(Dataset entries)
-- Opening Marker --

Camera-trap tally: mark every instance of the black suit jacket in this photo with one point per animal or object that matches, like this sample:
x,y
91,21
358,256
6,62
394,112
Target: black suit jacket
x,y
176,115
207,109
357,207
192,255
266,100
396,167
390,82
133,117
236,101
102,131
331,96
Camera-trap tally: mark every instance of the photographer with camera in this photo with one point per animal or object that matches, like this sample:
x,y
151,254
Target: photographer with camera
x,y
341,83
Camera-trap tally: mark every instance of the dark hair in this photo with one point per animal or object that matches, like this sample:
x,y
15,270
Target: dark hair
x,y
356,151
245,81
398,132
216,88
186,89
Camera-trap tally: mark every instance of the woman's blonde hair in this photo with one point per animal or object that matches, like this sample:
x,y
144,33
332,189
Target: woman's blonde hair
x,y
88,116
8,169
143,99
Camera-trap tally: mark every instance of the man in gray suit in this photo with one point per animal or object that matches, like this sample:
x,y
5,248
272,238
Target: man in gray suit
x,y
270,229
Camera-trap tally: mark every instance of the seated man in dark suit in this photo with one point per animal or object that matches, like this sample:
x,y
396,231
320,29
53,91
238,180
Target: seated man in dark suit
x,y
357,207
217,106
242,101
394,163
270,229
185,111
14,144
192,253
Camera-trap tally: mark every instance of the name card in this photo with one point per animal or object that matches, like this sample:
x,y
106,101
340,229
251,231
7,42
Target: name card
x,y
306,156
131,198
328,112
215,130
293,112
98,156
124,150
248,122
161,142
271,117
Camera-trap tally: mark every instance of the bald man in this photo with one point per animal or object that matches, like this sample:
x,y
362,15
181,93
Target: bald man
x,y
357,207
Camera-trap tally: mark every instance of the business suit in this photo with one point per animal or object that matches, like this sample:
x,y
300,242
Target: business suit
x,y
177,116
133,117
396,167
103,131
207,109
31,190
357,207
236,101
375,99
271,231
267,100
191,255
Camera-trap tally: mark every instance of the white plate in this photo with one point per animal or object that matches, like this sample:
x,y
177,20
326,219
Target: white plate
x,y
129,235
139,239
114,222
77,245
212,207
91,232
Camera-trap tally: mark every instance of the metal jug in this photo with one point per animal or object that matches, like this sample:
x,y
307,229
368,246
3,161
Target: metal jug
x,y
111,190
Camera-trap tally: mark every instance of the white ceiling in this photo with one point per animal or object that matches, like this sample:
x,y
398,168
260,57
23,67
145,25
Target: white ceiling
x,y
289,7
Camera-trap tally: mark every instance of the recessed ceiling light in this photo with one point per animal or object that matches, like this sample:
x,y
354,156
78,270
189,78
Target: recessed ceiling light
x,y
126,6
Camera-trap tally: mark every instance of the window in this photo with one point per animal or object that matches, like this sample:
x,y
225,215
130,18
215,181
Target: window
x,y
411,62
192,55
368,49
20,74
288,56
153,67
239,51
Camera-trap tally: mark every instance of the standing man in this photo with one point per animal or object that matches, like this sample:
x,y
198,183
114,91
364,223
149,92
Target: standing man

-- Closing Marker --

EXERCISE DESCRIPTION
Scan the records above, then copy out each line that mentions "standing".

TASK ANSWER
Camera-trap tally: mark every instance of the standing man in this photo with one point per animal or object that matches, like this sample:
Target: standing man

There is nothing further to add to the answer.